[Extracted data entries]
%%

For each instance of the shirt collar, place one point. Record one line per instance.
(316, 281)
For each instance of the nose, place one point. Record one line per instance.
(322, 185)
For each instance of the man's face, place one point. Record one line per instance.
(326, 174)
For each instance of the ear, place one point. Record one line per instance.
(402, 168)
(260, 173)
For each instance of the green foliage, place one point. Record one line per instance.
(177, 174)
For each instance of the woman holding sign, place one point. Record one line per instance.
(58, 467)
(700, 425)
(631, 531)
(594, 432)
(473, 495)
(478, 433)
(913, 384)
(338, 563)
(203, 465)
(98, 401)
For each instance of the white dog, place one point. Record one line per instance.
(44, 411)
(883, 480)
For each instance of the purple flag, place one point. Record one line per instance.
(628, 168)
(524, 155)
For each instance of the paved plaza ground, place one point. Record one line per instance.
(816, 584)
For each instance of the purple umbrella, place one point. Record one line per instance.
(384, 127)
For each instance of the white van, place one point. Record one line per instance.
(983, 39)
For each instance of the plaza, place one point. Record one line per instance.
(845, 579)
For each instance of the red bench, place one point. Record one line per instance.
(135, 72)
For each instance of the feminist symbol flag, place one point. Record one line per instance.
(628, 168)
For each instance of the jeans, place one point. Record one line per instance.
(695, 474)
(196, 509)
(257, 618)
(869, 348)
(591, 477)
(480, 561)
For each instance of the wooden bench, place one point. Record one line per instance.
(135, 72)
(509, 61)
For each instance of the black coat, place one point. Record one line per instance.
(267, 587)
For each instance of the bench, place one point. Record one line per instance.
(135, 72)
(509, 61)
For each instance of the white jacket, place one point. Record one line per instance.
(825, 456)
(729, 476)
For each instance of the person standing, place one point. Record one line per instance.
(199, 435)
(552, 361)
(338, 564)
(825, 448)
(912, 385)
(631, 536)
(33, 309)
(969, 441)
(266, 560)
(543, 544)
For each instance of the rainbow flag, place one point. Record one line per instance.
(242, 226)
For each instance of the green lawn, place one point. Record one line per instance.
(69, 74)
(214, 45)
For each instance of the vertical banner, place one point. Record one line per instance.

%%

Write out the full listing, keeping every line exactly as it is.

# [The solution]
For each instance of the shirt collar, place one point. Record one line per instance.
(316, 281)
For each instance of the nose, place one point. Record one line per instance.
(322, 185)
For each instance of the man's face, place one point. Record one line per instance.
(326, 174)
For each instance of the ear, place one point. Record one line per instance.
(402, 168)
(260, 173)
For each instance of the green foliage, place one point. Record one line per instance.
(177, 174)
For each instance of the woman holding sign, place one point. Record one line per instance.
(58, 467)
(700, 425)
(631, 531)
(594, 432)
(473, 495)
(478, 433)
(913, 384)
(338, 563)
(203, 465)
(98, 401)
For each instance of the white dog, place one point. Record one line per instance.
(44, 411)
(883, 480)
For each instance of the purple flag, place one point. Record one line per instance.
(628, 168)
(524, 155)
For each instance of the paved plaza ground, place one point. Record one line per instance.
(816, 584)
For each instance of the purple umbrella, place one point. Record one line per instance.
(384, 127)
For each instance of the white van, place one point. Record one line per instance.
(983, 39)
For each instance of the plaza, place one point. Record one line per instance.
(845, 579)
For each instance of the red bench, place one point. Record one line per instance.
(135, 72)
For each instance of the feminist symbol flag, place one point. Record one line per instance.
(628, 168)
For each instance of the jeans, place one point. Record one line per instance.
(695, 474)
(196, 509)
(257, 618)
(869, 348)
(591, 477)
(480, 561)
For each instance of the wooden bench, place one point. Record one line per instance.
(135, 72)
(509, 61)
For each instance of the black coat, place one point. Record one line per instance.
(267, 587)
For each instance of the bench, place one point. Record one line per instance.
(135, 72)
(509, 61)
For each instance of the white jacket, place one point. Record one line per instance.
(825, 456)
(729, 476)
For each instance of the person standing, place one point. Record one line per instance.
(199, 435)
(552, 361)
(338, 564)
(825, 448)
(912, 385)
(631, 536)
(33, 309)
(969, 441)
(266, 560)
(543, 544)
For each instance of the rainbow flag, place one point. Record one line per instance.
(242, 226)
For each instance of the green lawn, place one point. Record one line per instance.
(69, 74)
(214, 45)
For each instance of the vertical banner, place one point. Record one line per instance.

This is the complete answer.